### [What is needed]
Every line of the data must be copied exactly.
Segment Start: Data to examine
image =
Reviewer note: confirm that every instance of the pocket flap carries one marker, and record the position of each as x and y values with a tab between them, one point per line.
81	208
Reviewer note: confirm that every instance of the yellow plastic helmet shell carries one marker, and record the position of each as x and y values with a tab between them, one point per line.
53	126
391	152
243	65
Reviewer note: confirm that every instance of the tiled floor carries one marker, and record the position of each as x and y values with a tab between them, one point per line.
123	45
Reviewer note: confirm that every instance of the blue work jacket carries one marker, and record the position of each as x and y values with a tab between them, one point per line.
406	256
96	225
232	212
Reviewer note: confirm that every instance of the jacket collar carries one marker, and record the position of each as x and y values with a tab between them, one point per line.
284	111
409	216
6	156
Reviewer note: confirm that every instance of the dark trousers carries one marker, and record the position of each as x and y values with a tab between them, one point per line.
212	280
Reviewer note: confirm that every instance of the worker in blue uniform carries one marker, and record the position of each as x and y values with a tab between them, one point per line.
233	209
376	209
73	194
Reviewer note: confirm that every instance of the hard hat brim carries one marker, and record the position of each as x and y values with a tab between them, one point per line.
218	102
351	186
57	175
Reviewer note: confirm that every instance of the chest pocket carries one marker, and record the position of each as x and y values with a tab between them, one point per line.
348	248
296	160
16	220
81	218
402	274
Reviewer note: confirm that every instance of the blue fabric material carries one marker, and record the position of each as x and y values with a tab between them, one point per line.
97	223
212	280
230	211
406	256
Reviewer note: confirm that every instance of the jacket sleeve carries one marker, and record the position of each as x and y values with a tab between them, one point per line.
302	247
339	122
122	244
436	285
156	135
Segment End: Data to examine
### [Result]
image =
Reviewer note: confirm that every instance of the pocket flap carries one marker, and record the position of each as x and y values with a tab between them, one point per line.
81	208
Reviewer note: confirm that every instance of the yellow plastic helmet shell carries one marker, and record the position of each as x and y values with a tab between them, one point per line.
53	126
391	152
243	65
Reviewer note: confirm that every instance of the tiled floor carries one marker, and record the position of each as x and y values with a tab between them, one point per line.
123	45
Reviewer note: confirm that every instance of the blue work jacket carries one marker, and record the position of each as x and y values with a tab between them, one point per line.
406	256
96	225
232	212
Reviewer note: confirm that every instance of the jacket collar carries one marker, and record the position of each as x and y values with a tab between them, one point per line.
284	111
409	216
6	156
Reviewer note: confirm that every instance of the dark trousers carries one marker, and record the position of each as x and y values with a tab between them, one point per line.
212	280
Reviewer note: confirm that every instance of the worker in blue uniform carries one marker, and record the position of each as x and y values with a tab between them, one point per line.
233	209
376	209
73	194
Reviewer note: confirm that every instance of the hard hat brim carries one marker, and record the position of each as x and y values with a tab between them, one point per line.
218	102
351	186
57	175
Reviewer note: confirm that every instance of the chest pocket carries one marker, and record the position of each as x and y values with a tab between them, one point per line.
348	248
296	160
16	220
81	218
402	274
Reviewer note: confirm that every instance of the blue fabric material carries one marker, and record the position of each as x and y values with a tab between them, one point per line.
97	223
212	280
230	211
406	256
Reviewer note: confirm that every instance of the jacket sleeve carries one marker, and record the position of each as x and y values with a tab between them, one point per line.
302	247
339	122
122	244
436	285
156	135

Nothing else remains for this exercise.